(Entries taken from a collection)
[Start of section]

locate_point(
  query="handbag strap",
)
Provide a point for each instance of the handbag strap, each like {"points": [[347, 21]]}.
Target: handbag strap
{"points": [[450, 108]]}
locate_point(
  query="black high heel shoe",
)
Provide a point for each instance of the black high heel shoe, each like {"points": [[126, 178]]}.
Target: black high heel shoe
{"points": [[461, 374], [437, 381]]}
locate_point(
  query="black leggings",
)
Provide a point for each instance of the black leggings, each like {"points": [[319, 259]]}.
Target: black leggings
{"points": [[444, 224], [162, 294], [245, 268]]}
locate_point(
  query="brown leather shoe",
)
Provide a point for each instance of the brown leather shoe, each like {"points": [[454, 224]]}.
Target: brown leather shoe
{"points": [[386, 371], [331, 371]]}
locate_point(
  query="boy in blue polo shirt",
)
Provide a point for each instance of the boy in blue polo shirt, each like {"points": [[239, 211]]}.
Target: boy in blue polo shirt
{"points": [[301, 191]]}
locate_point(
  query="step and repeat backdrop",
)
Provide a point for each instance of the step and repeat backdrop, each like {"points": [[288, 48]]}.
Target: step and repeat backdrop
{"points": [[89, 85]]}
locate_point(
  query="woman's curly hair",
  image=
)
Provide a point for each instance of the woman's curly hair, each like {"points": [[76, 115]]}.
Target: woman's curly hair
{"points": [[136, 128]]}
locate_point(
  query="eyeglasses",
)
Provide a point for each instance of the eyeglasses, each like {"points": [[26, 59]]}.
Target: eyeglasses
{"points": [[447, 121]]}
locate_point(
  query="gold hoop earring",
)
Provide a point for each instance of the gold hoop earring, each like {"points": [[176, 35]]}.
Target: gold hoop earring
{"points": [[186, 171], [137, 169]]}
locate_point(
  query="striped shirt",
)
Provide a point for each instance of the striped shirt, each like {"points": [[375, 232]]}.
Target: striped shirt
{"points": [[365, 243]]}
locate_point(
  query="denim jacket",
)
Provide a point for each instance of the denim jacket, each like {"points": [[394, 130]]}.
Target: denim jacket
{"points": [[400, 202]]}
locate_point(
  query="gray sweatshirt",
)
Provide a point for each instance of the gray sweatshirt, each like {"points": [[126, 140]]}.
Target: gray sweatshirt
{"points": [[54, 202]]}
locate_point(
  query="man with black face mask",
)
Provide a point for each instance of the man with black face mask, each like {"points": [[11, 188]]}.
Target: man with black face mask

[End of section]

* _YOUR ASSIGNMENT_:
Copy out every line of the entries where the string "with" shows up.

* _YOUR SOLUTION_:
  query="man with black face mask",
Provide a point for each instance of the man with black face mask, each like {"points": [[11, 188]]}.
Target: man with black face mask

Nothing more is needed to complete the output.